Isabel San Sebastián-ABC

  • El rescate de la UE a España, sujeto a condiciones, se ha logrado pese a la gestión del Gobierno

De cuantos rasgos definen la personalidad de nuestro presidente, ninguno destaca tanto como el tamaño descomunal de su ego. Pedro Sánchez es mentiroso, ambicioso, fatuo, trilero, carente de escrúpulos y soberbio, pero por encima de todo es un ególatra de libro. Se idolatra hasta el punto de pavonearse ostentosamente en cada acto público al que asiste y aceptar sin recato alguno el culto obsceno que le rinden los suyos en un ejercicio de servilismo digno de mejor causa. Ningún inquilino de La Moncloa ha escapado a la tentación de dejarse regalar los oídos por la corte de aduladores que rodea siempre al poder, pero lo de este último arrendatario sobrepasa todo lo conocido y produce vergüenza ajena.

* [Entradas proporcionadas]
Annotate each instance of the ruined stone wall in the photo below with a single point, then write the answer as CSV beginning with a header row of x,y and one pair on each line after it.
...
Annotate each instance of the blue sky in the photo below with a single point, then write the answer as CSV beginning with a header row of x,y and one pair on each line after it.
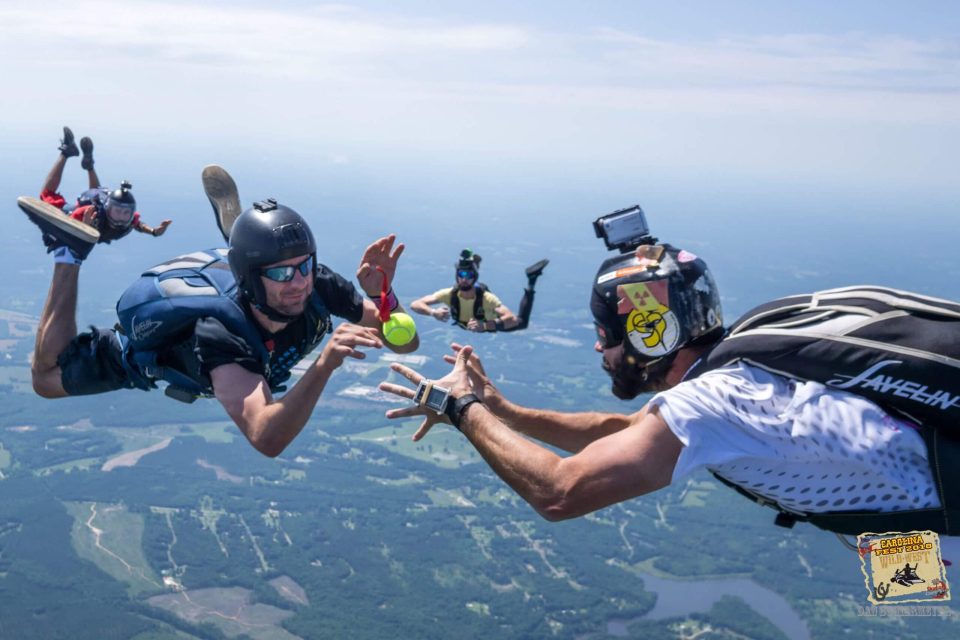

* [Tarea asignada] Copia literalmente el fragmento de la columna sobre el ego del presidente que comienza en las palabras "De cuantos rasgos" y termina después de "produce vergüenza ajena.".

* [Solución de la tarea]
De cuantos rasgos definen la personalidad de nuestro presidente, ninguno destaca tanto como el tamaño descomunal de su ego. Pedro Sánchez es mentiroso, ambicioso, fatuo, trilero, carente de escrúpulos y soberbio, pero por encima de todo es un ególatra de libro. Se idolatra hasta el punto de pavonearse ostentosamente en cada acto público al que asiste y aceptar sin recato alguno el culto obsceno que le rinden los suyos en un ejercicio de servilismo digno de mejor causa. Ningún inquilino de La Moncloa ha escapado a la tentación de dejarse regalar los oídos por la corte de aduladores que rodea siempre al poder, pero lo de este último arrendatario sobrepasa todo lo conocido y produce vergüenza ajena.